* **To do**
A. In the Veo API article, how long does Veo take to generate an 8-second clip at 1080p?
B. Mark each statement as yes or no, depending on whether it agrees with the Veo API article, and quote the words from the article that decide it.
(i) Veo 3.1 Lite has a free tier with daily limits.
(ii) Each Veo model version uses a different API structure.
(iii) Veo can be reached through a standalone API outside Google Cloud.
C. Continue the Veo API article from its last line.

Reading passage START

Visual pipeline platforms handle these patterns through node-based editors that connect to Veo and dozens of other models. Instead of writing boilerplate polling and retry code, you define the flow visually and execute it via API.

Try it yourself: Build this workflow in Wireflow to see a pre-configured text-to-video pipeline with the exact node setup discussed above.

Conclusion

Accessing Google Veo via API requires a Google Cloud project with billing and Vertex AI enabled, but the actual integration is clean once the prerequisites are in place. For teams that need to chain Veo with other models or automate video generation at scale, visual pipeline tools reduce the integration effort from days to minutes. Check current pricing tiers to see which plan fits your volume.

Frequently Asked Questions

Do I need a Google Cloud account to use the Veo API?

Yes. Google Veo is served exclusively through Vertex AI, which requires a Google Cloud project with billing enabled. There is no standalone Veo API outside of Google Cloud, though third-party providers like Together AI and AI/ML API offer Veo access with their own simpler authentication.

Which Veo model version should I use?

For the highest quality output, use Veo 3. For faster generation at lower cost, Veo 3.1 Fast is a good choice. Veo 3.1 Lite offers a free tier with daily limits, making it suitable for prototyping. Each version uses the same API structure; only the model name in the endpoint URL changes.

How long does Veo take to generate a video?

Generation time ranges from 60 to 180 seconds for an 8-second clip at 1080p, depending on server load and the model variant. Veo 3.1 Fast is significantly quicker, typically completing in 30 to 60 seconds for shorter clips.

Can I generate video from an image with the Veo API?

Reading passage END
Source material START

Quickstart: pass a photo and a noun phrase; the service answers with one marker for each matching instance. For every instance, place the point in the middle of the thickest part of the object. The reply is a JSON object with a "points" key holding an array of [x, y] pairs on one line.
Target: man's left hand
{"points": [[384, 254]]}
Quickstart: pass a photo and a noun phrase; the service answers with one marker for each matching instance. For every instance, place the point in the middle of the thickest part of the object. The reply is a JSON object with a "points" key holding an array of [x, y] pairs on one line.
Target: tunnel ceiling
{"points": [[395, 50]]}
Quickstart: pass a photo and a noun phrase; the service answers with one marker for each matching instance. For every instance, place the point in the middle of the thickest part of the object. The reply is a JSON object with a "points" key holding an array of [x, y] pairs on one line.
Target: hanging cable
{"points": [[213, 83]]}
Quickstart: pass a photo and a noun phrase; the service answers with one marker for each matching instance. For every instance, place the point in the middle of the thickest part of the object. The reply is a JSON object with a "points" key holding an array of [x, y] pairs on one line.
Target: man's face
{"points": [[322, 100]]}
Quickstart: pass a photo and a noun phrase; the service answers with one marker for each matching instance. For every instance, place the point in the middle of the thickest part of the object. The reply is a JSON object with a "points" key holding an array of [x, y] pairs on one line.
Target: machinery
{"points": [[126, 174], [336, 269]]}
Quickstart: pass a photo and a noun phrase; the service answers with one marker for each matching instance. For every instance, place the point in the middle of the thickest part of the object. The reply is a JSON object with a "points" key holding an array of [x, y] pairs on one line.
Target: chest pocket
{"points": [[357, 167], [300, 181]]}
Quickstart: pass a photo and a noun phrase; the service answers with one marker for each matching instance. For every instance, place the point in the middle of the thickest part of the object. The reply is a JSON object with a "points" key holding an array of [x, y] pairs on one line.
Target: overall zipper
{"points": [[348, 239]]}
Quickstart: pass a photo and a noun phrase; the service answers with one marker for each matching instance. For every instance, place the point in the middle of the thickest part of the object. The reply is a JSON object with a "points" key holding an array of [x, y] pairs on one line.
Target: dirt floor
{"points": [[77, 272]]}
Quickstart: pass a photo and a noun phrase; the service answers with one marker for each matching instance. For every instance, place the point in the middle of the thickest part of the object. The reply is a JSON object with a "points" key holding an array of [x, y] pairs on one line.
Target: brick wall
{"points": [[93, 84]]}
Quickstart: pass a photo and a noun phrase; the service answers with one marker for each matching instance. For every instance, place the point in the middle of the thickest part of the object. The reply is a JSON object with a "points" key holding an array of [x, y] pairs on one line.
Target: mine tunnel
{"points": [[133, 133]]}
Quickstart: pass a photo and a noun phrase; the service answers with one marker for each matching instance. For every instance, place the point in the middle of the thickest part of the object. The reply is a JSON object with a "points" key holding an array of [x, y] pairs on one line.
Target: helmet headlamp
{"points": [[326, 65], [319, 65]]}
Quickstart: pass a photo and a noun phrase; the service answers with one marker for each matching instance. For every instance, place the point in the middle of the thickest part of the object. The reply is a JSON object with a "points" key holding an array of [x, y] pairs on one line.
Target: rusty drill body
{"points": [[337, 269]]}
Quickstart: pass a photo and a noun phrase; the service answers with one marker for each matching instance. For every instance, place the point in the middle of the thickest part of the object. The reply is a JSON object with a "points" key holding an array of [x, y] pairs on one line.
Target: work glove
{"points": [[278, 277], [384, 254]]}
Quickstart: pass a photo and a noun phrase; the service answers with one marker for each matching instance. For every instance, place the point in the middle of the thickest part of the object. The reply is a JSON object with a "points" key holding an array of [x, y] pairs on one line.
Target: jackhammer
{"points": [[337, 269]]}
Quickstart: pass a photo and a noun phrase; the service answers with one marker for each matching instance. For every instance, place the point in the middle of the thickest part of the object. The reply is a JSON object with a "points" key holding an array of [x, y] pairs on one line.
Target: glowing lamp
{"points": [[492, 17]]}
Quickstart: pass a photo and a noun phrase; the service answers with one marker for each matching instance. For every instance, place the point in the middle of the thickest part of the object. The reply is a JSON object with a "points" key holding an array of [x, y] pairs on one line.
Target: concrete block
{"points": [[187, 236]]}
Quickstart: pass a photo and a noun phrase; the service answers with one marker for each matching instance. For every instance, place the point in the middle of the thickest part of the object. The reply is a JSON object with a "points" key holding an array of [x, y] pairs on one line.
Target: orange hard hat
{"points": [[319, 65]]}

Source material END
Source material START

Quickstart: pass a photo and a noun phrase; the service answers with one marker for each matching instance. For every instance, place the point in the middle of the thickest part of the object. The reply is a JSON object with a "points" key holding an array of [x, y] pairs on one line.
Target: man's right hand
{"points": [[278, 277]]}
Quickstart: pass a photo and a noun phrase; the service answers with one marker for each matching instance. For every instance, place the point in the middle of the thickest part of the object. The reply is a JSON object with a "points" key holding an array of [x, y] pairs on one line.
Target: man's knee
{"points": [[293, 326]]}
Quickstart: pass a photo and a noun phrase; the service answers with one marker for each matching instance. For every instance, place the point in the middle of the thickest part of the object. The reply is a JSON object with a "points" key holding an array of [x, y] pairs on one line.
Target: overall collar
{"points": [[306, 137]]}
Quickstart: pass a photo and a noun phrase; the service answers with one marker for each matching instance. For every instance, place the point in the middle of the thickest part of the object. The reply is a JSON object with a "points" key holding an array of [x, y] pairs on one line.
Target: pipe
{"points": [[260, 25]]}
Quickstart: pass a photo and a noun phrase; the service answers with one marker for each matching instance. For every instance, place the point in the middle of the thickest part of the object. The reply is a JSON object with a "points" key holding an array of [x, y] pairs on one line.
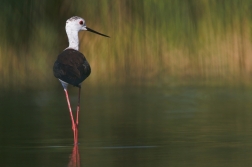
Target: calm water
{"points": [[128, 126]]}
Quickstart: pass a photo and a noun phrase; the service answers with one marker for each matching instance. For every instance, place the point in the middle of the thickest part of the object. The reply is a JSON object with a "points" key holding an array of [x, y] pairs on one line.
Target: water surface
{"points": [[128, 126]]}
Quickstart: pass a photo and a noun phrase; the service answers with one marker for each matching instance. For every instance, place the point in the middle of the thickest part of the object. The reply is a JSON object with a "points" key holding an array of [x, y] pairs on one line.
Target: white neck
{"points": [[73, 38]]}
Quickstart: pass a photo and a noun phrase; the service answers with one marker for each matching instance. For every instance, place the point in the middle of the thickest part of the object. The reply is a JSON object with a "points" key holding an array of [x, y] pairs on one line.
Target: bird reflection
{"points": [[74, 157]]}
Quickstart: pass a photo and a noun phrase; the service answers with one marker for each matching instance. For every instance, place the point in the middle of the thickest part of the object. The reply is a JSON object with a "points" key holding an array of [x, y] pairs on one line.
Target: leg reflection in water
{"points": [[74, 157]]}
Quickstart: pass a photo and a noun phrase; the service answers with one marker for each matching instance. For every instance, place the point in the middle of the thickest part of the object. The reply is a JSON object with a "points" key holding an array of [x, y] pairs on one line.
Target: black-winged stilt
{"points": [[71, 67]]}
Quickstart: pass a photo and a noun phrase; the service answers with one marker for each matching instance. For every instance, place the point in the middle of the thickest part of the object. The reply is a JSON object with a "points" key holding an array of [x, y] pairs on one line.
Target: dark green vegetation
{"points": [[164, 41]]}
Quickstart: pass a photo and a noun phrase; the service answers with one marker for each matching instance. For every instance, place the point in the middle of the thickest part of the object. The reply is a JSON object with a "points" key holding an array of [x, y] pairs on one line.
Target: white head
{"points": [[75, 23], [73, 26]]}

Source material END

* **Results in order**
A. 60 to 180 seconds, depending on server load and the model variant.

B.
(i) Yes: "Veo 3.1 Lite offers a free tier with daily limits"
(ii) No: "Each version uses the same API structure; only the model name in the endpoint URL changes."
(iii) No: "There is no standalone Veo API outside of Google Cloud"

C.
Yes. Veo 3 and 3.1 support image-to-video generation. Include a base64-encoded image in the image field of the instances array alongside your text prompt. The model uses the image as a reference frame and animates from there.

What video formats does the Veo API return?

Generated videos are stored as MP4 files in Google Cloud Storage. The API response includes a videoUri pointing to the file, which you can download via gsutil or the Cloud Storage REST API.

Is there a free tier for the Veo API?

Veo 3.1 Lite offers limited free usage with daily generation caps. Veo 3 and standard Veo 3.1 require a paid billing account. Third-party providers may offer free trial credits as well.

Can I use Veo in a production application?

Yes. Google Cloud's Vertex AI is designed for production workloads with SLAs, regional redundancy, and scalable quotas. Request quota increases through the Google Cloud console if the default limits are too low for your use case.

How does Veo compare to other video generation APIs?

Veo produces some of the highest-quality AI-generated video available, with native audio support in Veo 3 and above. Alternatives include Kling Video, Runway Gen-3, and Luma Dream Machine. The main differentiators are output quality, generation speed, and pricing per second of video.